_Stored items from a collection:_
╔══

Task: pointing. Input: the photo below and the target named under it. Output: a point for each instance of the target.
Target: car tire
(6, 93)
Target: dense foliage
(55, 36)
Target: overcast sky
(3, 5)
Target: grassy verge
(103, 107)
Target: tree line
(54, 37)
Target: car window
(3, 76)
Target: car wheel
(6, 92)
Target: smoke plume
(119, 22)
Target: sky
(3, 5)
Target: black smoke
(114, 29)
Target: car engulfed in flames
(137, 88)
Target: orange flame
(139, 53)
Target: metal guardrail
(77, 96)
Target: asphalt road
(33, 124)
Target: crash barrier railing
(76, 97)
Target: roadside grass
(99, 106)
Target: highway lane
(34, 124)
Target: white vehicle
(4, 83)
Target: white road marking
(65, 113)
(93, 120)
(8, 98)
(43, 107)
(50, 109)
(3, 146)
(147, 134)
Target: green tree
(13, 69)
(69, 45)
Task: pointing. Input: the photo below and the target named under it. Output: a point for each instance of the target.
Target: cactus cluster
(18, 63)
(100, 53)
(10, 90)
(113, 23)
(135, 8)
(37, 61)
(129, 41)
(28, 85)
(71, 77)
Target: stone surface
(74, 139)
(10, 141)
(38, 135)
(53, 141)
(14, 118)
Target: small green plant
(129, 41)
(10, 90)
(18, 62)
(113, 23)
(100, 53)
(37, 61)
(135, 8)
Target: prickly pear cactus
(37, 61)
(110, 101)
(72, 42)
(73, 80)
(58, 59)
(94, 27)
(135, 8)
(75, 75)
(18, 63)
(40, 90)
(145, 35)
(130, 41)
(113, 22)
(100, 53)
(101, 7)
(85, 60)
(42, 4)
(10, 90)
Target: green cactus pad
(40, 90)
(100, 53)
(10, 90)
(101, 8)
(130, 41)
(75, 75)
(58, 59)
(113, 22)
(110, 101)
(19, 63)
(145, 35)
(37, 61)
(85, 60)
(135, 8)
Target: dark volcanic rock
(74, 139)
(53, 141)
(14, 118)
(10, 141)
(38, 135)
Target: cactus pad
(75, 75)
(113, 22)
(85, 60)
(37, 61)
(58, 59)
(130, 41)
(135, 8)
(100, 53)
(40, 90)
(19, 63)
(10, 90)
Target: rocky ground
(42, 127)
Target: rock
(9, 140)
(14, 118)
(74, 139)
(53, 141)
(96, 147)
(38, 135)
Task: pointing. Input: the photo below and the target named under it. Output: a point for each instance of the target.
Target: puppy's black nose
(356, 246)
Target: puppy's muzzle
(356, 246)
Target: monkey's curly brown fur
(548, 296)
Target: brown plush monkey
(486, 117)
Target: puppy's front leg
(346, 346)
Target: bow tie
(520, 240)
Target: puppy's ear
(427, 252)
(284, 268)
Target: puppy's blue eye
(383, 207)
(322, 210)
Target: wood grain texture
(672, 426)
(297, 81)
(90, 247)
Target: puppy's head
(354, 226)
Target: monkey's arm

╚══

_Task objective:_
Give back the data above word for word.

_Response area:_
Task: pointing. Input: the photo below and the target named under it. Output: a point for each instance of the target.
Target: car tire
(6, 93)
Target: dense foliage
(55, 36)
Target: overcast sky
(3, 5)
Target: grassy verge
(103, 107)
Target: tree line
(54, 37)
Target: car window
(3, 76)
Target: car wheel
(6, 92)
Target: smoke plume
(119, 22)
Target: sky
(3, 5)
Target: black smoke
(114, 29)
Target: car engulfed in flames
(137, 88)
Target: orange flame
(139, 53)
Target: metal guardrail
(77, 96)
Target: asphalt road
(33, 124)
Target: crash barrier railing
(76, 97)
Target: roadside grass
(99, 106)
Target: highway lane
(34, 124)
Target: white vehicle
(4, 83)
Target: white road marking
(65, 113)
(93, 120)
(8, 98)
(43, 107)
(50, 109)
(3, 146)
(147, 134)
Target: green tree
(13, 69)
(69, 45)
Task: pointing. Input: the photo below and the target named under it. Output: a point for each instance of the target.
Target: cactus cluster
(18, 63)
(100, 53)
(10, 90)
(113, 23)
(135, 8)
(37, 61)
(129, 41)
(28, 85)
(71, 77)
Target: stone surface
(74, 139)
(10, 141)
(38, 135)
(53, 141)
(14, 118)
Target: small green plant
(129, 41)
(10, 90)
(18, 62)
(113, 23)
(100, 53)
(37, 61)
(135, 8)
Target: prickly pear cactus
(37, 61)
(110, 101)
(72, 42)
(73, 80)
(58, 59)
(94, 27)
(135, 8)
(75, 75)
(18, 63)
(40, 90)
(145, 35)
(130, 41)
(113, 22)
(100, 53)
(101, 7)
(85, 60)
(42, 4)
(10, 90)
Target: green cactus pad
(40, 90)
(100, 53)
(10, 90)
(101, 8)
(130, 41)
(75, 75)
(58, 59)
(113, 22)
(110, 101)
(19, 63)
(145, 35)
(37, 61)
(85, 60)
(135, 8)
Target: dark volcanic rock
(74, 139)
(53, 141)
(14, 118)
(10, 141)
(38, 135)
Target: cactus pad
(75, 75)
(113, 22)
(85, 60)
(37, 61)
(58, 59)
(130, 41)
(135, 8)
(100, 53)
(40, 90)
(19, 63)
(10, 90)
Target: rocky ground
(42, 127)
Target: rock
(9, 140)
(14, 118)
(74, 139)
(53, 141)
(96, 147)
(38, 135)
Task: pointing. Input: the photo below and the target named under it. Output: a point for each instance of the target.
Target: puppy's black nose
(356, 246)
Target: puppy's muzzle
(356, 246)
Target: monkey's curly brown fur
(548, 296)
Target: brown plush monkey
(486, 117)
Target: puppy's front leg
(346, 346)
Target: bow tie
(520, 240)
Target: puppy's ear
(427, 252)
(284, 268)
Target: puppy's blue eye
(383, 207)
(322, 210)
Target: wood grain texture
(672, 426)
(297, 81)
(90, 247)
Target: puppy's head
(354, 226)
Target: monkey's arm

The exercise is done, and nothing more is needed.